Short exercise:
Please pull out every line of the entries below that contains the string "lanai", and copy each of those lines unchanged.

Listed records:
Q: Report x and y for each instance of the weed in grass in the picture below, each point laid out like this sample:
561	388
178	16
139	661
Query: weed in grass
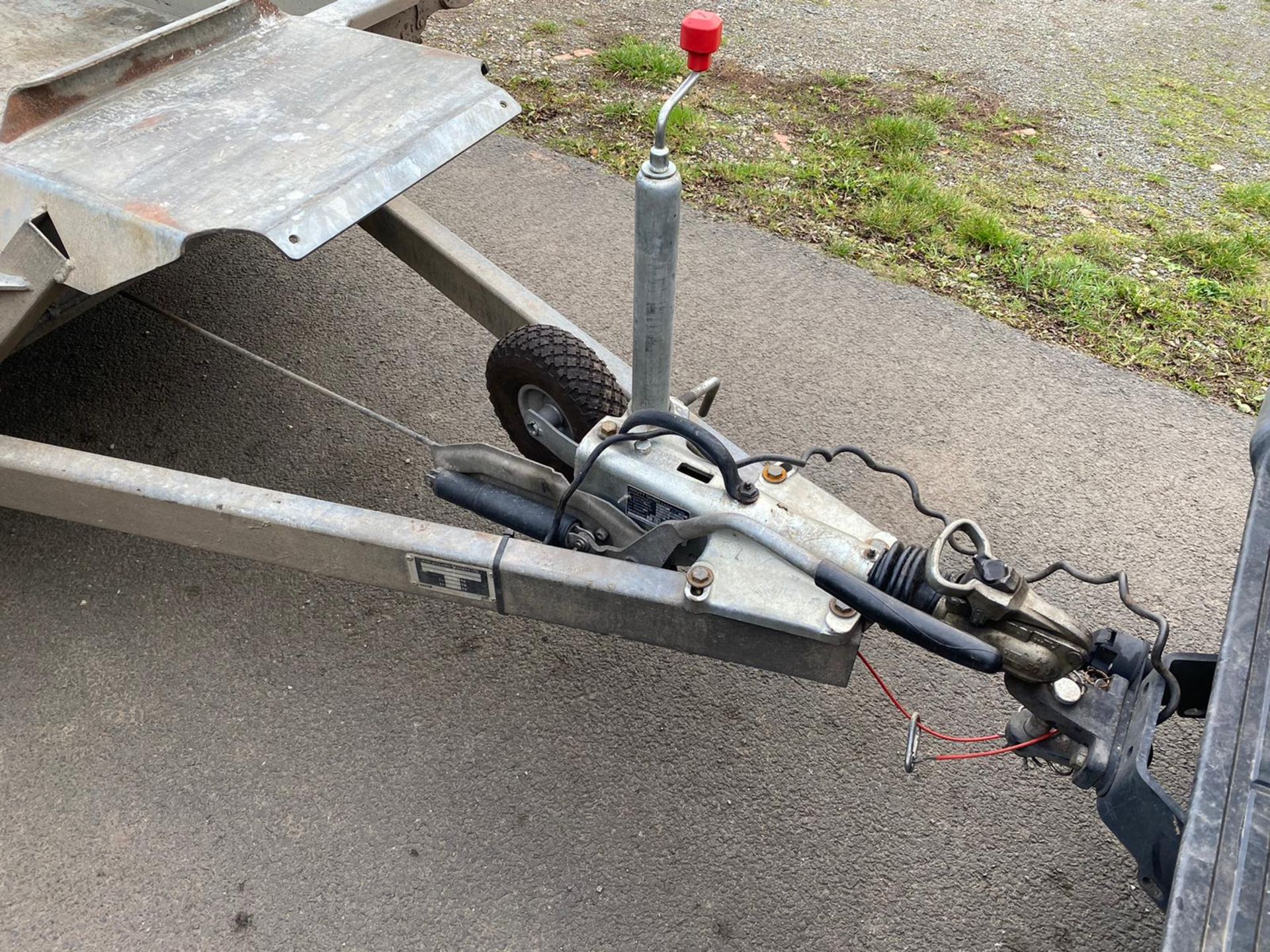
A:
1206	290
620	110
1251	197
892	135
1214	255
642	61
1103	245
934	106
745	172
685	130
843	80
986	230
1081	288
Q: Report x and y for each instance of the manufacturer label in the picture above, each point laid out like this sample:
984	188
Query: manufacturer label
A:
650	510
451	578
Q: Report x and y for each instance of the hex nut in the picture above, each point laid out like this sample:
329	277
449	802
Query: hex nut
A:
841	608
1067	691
--
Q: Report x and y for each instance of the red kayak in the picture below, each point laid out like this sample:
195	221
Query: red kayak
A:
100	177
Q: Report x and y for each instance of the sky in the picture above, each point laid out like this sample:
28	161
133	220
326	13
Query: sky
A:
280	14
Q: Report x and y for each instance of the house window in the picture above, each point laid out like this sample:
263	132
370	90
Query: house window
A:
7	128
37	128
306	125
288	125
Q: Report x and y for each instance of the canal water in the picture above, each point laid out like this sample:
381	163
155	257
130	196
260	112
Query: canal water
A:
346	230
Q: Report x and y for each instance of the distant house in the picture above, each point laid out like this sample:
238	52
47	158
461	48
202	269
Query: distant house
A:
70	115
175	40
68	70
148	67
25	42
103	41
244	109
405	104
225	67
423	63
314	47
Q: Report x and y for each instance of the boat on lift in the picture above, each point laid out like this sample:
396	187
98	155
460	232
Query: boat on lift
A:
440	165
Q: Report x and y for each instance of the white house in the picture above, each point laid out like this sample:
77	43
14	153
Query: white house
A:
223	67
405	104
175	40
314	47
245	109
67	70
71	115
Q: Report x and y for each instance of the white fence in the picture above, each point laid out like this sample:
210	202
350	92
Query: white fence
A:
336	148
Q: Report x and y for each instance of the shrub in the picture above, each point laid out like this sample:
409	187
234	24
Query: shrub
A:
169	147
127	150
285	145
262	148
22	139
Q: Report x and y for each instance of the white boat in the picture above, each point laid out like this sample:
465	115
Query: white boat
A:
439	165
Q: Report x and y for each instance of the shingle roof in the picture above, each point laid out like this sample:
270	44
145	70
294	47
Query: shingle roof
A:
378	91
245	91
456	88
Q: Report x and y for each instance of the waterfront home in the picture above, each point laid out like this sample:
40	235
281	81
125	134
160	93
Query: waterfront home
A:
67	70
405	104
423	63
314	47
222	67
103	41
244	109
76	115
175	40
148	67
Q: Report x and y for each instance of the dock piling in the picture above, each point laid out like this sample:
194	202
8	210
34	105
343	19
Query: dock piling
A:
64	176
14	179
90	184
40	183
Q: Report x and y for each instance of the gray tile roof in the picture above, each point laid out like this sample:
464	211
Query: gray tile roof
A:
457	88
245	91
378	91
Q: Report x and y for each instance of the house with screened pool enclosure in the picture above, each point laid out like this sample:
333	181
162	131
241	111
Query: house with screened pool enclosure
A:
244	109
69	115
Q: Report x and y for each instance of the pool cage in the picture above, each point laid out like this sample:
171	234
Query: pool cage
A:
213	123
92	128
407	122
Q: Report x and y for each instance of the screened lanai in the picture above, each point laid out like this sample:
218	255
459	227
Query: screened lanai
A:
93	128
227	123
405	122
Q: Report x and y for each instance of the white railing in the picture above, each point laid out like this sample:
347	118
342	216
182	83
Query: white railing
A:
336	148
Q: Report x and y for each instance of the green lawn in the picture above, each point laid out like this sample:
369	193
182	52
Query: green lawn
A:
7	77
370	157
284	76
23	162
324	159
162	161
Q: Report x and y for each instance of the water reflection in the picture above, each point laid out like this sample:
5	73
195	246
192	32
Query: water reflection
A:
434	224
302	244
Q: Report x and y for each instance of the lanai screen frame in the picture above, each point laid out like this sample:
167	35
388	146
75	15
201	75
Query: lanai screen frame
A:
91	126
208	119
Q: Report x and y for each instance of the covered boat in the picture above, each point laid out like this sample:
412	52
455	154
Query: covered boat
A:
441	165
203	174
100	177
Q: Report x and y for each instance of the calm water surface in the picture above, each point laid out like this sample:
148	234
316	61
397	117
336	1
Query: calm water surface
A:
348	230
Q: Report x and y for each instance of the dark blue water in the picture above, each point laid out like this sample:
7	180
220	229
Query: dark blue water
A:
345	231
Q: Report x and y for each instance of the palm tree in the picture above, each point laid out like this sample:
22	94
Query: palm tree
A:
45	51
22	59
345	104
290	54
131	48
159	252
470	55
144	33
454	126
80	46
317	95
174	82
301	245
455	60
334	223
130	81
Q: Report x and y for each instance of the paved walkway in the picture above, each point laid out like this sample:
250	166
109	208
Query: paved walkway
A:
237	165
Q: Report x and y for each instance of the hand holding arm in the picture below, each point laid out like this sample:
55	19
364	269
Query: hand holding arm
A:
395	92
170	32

Correct output:
Q: Report x and y for each instance of the screened lanai in the picture above, each point laid out like this sample:
Query: screened lanai
Q: Report x and y for each instance of the lanai screen frame in the picture above, each point laid out like this sample:
Query: lanai screen frame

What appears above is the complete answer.